>>

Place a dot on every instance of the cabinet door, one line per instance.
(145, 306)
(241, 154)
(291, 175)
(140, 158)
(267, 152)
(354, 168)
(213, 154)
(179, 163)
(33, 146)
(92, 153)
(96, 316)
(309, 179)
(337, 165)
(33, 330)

<<

WORK ITEM: Repeat the data in its entirety, exactly as written.

WRITTEN SOLUTION:
Place a dot on every instance of the cabinet door, one line per instance.
(145, 306)
(241, 154)
(291, 175)
(140, 158)
(267, 152)
(354, 168)
(213, 154)
(179, 163)
(33, 146)
(92, 153)
(96, 316)
(309, 179)
(337, 165)
(33, 330)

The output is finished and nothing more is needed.